- What you are asked to do -
Across the material that follows, tally each line in which "wearing" occurs, and state the total alone.

(Material to process Opens)

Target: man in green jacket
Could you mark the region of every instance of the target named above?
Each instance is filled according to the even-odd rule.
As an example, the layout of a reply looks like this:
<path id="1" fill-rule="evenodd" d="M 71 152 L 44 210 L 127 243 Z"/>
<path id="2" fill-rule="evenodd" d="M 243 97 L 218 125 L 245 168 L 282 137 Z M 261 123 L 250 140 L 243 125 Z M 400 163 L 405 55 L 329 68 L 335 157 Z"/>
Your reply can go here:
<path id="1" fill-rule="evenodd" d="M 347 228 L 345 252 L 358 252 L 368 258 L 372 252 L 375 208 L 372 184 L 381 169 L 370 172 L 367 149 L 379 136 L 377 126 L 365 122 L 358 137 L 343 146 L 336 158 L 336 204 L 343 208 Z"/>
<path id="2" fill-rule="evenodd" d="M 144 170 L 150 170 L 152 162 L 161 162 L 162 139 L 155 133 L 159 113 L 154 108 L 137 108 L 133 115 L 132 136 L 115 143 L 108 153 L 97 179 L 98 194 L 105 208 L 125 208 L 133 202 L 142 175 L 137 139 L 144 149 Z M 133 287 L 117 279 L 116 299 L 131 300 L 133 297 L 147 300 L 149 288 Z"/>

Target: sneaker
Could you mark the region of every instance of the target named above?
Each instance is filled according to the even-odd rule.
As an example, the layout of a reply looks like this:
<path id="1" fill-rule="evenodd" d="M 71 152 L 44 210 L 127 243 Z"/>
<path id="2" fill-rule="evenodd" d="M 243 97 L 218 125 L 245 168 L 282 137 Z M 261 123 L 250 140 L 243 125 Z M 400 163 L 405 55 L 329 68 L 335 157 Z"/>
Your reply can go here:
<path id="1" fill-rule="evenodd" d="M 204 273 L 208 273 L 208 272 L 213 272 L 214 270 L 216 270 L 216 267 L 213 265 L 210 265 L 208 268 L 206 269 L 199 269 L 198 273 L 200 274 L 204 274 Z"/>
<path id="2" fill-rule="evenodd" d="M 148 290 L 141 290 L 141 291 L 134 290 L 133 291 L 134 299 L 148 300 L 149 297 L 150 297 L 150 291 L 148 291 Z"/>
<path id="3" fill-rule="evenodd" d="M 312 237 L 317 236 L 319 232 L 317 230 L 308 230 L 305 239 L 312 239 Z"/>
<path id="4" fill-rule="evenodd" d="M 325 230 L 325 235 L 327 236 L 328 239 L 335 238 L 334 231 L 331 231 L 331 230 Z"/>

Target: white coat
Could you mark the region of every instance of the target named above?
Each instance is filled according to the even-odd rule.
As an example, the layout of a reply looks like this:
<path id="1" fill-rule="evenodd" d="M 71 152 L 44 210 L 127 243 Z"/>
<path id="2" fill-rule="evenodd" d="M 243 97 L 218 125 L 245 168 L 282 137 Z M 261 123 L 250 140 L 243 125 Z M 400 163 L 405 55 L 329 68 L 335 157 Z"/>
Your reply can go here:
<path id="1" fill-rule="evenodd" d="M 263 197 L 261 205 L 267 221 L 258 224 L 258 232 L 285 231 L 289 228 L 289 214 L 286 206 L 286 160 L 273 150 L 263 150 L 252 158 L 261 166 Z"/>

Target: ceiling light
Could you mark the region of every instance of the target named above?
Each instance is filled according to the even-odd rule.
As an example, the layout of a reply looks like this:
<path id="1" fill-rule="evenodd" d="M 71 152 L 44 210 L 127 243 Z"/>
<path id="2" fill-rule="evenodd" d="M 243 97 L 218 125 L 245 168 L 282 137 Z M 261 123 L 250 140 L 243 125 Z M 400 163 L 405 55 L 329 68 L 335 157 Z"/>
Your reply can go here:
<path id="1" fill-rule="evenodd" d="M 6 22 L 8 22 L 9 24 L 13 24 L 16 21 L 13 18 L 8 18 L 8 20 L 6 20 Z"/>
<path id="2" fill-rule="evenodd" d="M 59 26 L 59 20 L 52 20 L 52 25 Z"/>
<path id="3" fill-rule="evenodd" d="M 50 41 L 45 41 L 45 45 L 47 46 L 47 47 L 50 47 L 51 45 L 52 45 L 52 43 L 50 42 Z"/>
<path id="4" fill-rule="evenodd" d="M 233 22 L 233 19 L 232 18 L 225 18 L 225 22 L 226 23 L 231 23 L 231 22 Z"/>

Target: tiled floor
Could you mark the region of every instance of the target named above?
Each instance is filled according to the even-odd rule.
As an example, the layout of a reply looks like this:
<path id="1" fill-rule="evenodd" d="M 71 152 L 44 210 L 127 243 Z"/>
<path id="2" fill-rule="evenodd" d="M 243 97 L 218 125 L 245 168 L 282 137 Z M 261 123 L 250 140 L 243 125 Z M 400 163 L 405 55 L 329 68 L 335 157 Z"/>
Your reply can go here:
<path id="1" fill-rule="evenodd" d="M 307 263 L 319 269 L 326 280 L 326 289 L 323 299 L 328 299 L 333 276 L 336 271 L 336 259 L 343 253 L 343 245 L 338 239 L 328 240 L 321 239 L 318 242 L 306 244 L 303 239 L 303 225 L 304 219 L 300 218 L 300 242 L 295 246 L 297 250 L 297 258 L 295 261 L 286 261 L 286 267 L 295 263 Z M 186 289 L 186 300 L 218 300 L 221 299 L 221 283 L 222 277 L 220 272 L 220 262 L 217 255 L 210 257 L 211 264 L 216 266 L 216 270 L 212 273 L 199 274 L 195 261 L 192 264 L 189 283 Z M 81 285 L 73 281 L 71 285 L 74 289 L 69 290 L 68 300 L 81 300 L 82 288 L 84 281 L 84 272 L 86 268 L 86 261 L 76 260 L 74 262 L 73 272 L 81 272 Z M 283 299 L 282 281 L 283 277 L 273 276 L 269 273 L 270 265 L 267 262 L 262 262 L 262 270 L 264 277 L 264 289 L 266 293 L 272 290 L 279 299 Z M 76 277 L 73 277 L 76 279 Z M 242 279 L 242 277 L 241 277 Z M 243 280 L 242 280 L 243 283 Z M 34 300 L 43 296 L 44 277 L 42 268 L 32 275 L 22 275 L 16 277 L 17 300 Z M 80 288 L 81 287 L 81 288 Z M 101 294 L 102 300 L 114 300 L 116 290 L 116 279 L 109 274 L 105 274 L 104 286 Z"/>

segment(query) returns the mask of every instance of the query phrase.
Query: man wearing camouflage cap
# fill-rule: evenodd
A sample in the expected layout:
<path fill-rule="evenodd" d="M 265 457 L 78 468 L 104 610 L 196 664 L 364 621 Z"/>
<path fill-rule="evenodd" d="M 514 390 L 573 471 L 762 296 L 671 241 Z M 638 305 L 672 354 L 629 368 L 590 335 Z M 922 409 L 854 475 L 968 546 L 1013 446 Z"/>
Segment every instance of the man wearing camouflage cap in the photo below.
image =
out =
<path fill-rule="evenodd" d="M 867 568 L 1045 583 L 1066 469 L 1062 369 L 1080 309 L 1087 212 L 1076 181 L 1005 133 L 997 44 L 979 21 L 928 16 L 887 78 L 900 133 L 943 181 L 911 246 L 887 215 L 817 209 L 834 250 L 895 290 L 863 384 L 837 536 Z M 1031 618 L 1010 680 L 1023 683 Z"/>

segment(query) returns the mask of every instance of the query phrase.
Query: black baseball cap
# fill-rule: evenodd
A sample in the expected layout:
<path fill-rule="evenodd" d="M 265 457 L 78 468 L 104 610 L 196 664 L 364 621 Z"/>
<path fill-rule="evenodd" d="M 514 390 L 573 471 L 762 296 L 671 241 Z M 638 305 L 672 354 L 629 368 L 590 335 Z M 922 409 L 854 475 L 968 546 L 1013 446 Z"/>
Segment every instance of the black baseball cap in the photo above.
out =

(Material to process Closes)

- Solution to this exercise -
2